Bad Cripple氏の成長抑制批判から“科学とテクノの催眠術”を考える

“Ashley療法”論争の当初から一貫して批判を続けている
障害当事者Bad CrippleことWilliam Peace氏が
このたびのDiekema医師らの成長抑制論文を読み、
長いエントリーをアップしています。

Growth Attenuation: Ethics of Treatment
Bad Cripple, July 15, 2009


重症児の親を助けてあげようとの医師らの善意を疑うものではないが、
しかし、社会が障害者の権利を認めてこなかった文化の問題は
欠陥を修正するためにあらゆる手段を尽くそうとする医学の論理では解決できない
と主張しています。

主な批判のポイントは以下の6点で、

1. 曖昧な定義で重症の認知障害のある人とそうでない人を区別し、
前者の欠陥を“修正する”ためにあらゆる手段を尽くそうとするものであり、
社会が障害者の市民権を認めてこなかったという問題に対して、医学で解決を図ろうとしている。

2. 重症の認知障害が永続するとの誤診の可能性。

__提供情報__:
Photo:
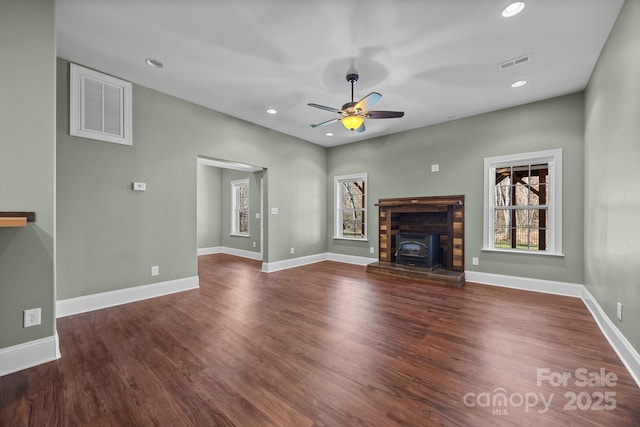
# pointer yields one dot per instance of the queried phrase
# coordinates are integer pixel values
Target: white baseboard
(71, 306)
(350, 259)
(625, 351)
(525, 283)
(270, 267)
(629, 356)
(29, 354)
(230, 251)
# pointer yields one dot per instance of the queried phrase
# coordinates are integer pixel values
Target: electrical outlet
(619, 311)
(32, 317)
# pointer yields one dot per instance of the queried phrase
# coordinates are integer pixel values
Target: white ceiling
(436, 60)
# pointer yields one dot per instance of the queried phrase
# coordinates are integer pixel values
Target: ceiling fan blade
(324, 107)
(367, 102)
(384, 114)
(328, 122)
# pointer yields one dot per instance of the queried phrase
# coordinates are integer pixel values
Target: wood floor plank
(326, 344)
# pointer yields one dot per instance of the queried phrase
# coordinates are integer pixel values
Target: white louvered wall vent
(515, 61)
(100, 106)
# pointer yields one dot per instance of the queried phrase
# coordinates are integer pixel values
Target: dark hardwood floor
(327, 345)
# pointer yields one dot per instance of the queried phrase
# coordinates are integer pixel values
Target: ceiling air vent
(515, 61)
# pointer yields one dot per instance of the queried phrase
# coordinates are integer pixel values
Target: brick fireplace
(435, 215)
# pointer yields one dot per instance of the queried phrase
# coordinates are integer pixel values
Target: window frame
(553, 158)
(338, 231)
(235, 217)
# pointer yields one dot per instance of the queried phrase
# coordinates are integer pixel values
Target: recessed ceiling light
(154, 63)
(513, 9)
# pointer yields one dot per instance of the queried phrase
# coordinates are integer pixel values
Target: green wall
(400, 166)
(210, 201)
(110, 236)
(27, 160)
(612, 195)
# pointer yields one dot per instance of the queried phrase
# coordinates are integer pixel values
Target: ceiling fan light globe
(352, 122)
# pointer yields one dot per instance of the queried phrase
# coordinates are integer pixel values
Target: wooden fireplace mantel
(442, 215)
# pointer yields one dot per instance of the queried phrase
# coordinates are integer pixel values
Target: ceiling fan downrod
(352, 78)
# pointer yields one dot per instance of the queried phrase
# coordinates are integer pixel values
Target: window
(351, 206)
(240, 207)
(523, 208)
(100, 106)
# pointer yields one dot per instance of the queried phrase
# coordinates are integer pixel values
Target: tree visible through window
(521, 194)
(240, 207)
(523, 204)
(351, 206)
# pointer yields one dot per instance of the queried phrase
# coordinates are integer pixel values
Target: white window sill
(356, 239)
(522, 251)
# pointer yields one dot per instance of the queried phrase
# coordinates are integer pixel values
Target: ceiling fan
(352, 114)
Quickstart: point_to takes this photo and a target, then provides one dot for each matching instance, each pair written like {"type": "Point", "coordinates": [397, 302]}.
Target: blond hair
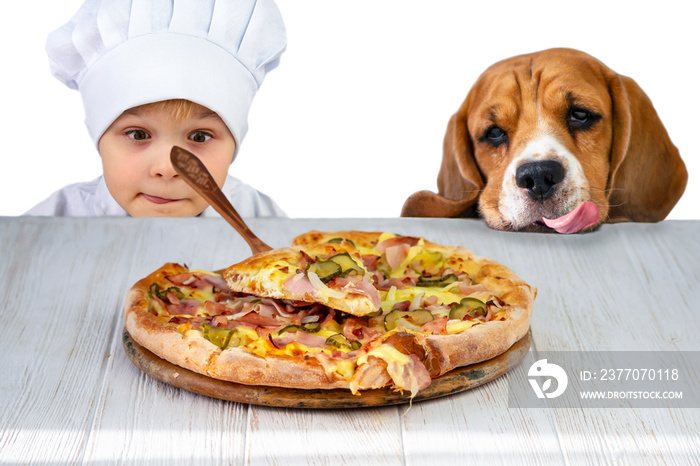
{"type": "Point", "coordinates": [178, 108]}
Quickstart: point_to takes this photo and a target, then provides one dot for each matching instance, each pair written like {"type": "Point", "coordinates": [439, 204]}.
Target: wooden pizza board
{"type": "Point", "coordinates": [455, 381]}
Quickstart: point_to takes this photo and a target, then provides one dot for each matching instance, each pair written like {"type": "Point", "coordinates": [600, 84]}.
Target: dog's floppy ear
{"type": "Point", "coordinates": [459, 180]}
{"type": "Point", "coordinates": [647, 175]}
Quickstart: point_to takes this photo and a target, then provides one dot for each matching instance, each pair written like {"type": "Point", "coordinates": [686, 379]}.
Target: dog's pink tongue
{"type": "Point", "coordinates": [585, 215]}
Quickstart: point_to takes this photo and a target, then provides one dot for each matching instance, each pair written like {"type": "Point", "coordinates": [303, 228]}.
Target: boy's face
{"type": "Point", "coordinates": [135, 153]}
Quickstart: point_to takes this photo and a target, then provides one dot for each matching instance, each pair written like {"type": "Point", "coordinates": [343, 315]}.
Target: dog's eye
{"type": "Point", "coordinates": [495, 136]}
{"type": "Point", "coordinates": [581, 119]}
{"type": "Point", "coordinates": [579, 116]}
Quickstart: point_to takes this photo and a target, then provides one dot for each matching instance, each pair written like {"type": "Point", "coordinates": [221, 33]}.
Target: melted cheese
{"type": "Point", "coordinates": [399, 366]}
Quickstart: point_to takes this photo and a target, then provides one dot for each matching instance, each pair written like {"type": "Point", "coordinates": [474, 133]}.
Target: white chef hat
{"type": "Point", "coordinates": [123, 53]}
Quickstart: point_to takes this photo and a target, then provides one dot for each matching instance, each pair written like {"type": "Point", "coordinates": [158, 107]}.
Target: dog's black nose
{"type": "Point", "coordinates": [539, 178]}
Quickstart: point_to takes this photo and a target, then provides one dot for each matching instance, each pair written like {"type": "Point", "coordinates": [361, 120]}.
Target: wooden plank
{"type": "Point", "coordinates": [56, 339]}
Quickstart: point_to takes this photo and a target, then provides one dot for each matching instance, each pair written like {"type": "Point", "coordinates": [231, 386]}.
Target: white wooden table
{"type": "Point", "coordinates": [71, 395]}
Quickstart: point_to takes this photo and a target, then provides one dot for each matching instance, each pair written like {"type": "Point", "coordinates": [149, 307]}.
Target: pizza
{"type": "Point", "coordinates": [337, 310]}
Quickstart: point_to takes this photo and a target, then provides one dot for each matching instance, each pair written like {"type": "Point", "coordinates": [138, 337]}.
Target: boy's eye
{"type": "Point", "coordinates": [138, 134]}
{"type": "Point", "coordinates": [200, 136]}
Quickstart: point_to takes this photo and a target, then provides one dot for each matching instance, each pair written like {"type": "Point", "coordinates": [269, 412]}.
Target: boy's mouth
{"type": "Point", "coordinates": [157, 200]}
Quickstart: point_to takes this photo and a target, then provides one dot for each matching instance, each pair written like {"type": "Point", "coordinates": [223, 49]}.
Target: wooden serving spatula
{"type": "Point", "coordinates": [195, 174]}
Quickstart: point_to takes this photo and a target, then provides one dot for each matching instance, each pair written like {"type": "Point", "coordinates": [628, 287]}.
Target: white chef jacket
{"type": "Point", "coordinates": [92, 199]}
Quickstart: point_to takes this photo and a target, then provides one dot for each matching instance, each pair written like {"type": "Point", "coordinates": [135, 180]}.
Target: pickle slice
{"type": "Point", "coordinates": [339, 341]}
{"type": "Point", "coordinates": [221, 337]}
{"type": "Point", "coordinates": [437, 282]}
{"type": "Point", "coordinates": [468, 307]}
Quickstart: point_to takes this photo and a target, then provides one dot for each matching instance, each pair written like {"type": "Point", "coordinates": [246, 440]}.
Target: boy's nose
{"type": "Point", "coordinates": [162, 167]}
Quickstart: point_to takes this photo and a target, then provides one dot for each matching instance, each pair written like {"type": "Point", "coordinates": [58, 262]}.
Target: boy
{"type": "Point", "coordinates": [154, 74]}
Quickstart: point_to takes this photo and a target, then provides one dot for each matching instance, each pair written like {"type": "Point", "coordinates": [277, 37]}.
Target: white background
{"type": "Point", "coordinates": [352, 121]}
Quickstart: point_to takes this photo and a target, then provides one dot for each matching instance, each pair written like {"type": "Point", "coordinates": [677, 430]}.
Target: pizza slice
{"type": "Point", "coordinates": [329, 273]}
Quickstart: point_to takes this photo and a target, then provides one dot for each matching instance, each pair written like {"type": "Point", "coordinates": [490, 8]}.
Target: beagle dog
{"type": "Point", "coordinates": [554, 141]}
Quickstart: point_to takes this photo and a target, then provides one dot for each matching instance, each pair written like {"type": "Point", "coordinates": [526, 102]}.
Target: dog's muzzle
{"type": "Point", "coordinates": [539, 178]}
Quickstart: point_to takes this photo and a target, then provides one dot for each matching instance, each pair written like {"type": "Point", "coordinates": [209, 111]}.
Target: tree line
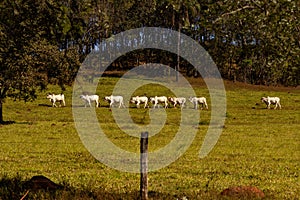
{"type": "Point", "coordinates": [45, 41]}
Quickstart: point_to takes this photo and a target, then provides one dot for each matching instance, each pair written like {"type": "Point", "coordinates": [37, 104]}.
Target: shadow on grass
{"type": "Point", "coordinates": [17, 188]}
{"type": "Point", "coordinates": [7, 122]}
{"type": "Point", "coordinates": [45, 105]}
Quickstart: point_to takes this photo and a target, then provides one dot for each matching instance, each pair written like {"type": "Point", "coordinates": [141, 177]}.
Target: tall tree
{"type": "Point", "coordinates": [31, 56]}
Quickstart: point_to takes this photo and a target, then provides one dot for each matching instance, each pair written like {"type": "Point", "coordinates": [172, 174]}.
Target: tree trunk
{"type": "Point", "coordinates": [178, 52]}
{"type": "Point", "coordinates": [1, 115]}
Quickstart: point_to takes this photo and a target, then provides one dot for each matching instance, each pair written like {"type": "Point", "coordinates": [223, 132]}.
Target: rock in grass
{"type": "Point", "coordinates": [244, 192]}
{"type": "Point", "coordinates": [42, 182]}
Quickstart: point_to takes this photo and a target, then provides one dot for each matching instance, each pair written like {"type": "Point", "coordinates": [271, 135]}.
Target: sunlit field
{"type": "Point", "coordinates": [258, 147]}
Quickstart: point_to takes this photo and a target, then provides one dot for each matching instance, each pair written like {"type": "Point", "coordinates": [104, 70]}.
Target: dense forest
{"type": "Point", "coordinates": [45, 41]}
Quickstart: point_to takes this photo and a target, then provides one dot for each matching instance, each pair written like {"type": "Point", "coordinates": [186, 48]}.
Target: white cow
{"type": "Point", "coordinates": [56, 97]}
{"type": "Point", "coordinates": [199, 100]}
{"type": "Point", "coordinates": [271, 100]}
{"type": "Point", "coordinates": [162, 99]}
{"type": "Point", "coordinates": [89, 98]}
{"type": "Point", "coordinates": [115, 99]}
{"type": "Point", "coordinates": [177, 100]}
{"type": "Point", "coordinates": [138, 100]}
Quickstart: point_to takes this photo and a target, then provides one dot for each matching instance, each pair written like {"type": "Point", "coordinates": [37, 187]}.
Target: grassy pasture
{"type": "Point", "coordinates": [257, 147]}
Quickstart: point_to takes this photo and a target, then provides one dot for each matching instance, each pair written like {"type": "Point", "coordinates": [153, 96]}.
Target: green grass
{"type": "Point", "coordinates": [257, 147]}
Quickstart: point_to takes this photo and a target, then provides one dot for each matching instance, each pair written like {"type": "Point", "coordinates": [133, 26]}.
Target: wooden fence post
{"type": "Point", "coordinates": [144, 166]}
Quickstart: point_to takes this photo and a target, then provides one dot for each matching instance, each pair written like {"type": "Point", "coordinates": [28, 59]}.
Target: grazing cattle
{"type": "Point", "coordinates": [138, 100]}
{"type": "Point", "coordinates": [177, 100]}
{"type": "Point", "coordinates": [162, 99]}
{"type": "Point", "coordinates": [89, 98]}
{"type": "Point", "coordinates": [115, 99]}
{"type": "Point", "coordinates": [54, 98]}
{"type": "Point", "coordinates": [199, 100]}
{"type": "Point", "coordinates": [271, 100]}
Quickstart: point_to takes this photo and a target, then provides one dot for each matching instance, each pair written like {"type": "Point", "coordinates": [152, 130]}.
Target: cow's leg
{"type": "Point", "coordinates": [276, 104]}
{"type": "Point", "coordinates": [279, 105]}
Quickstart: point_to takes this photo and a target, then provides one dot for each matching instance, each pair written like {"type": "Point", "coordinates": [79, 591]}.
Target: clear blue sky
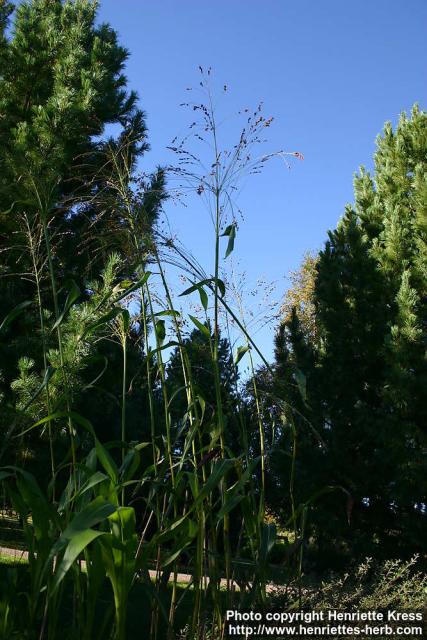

__課題の要件__:
Bad Cripple氏による成長抑制批判を紹介する文書を、最後の文の続きから書き進めてください。

__結果は以下__:
3. 論文は別問題としているが、対象児の選別プロセスそのものが問題の本質。
 (論文の「重症の認知障害」の定義は単なるアリバイでありマジックであるとの
私の英語ブログの一節が引用されています)

4. 何もしないことは最良の結果を生まないと論文は主張するが、
何もしないことは害もなさない。害をなさないことこそ医師がすべきことのはず。

5. これまでの成長抑制は女児に限られており、その歴史と安全性には批判もある。

6. セーフガードは十分にあるとの主張は、優生手術に見られるように、
これまでの障害者の身体に対する侵襲の歴史を省みれば、事実ではない。
このような歴史を無視することそのものが危険な前例となる。


私は、ここしばらく尊厳の問題、法と科学とテクノの問題にこだわっているので、
特に以下の部分が印象的だった。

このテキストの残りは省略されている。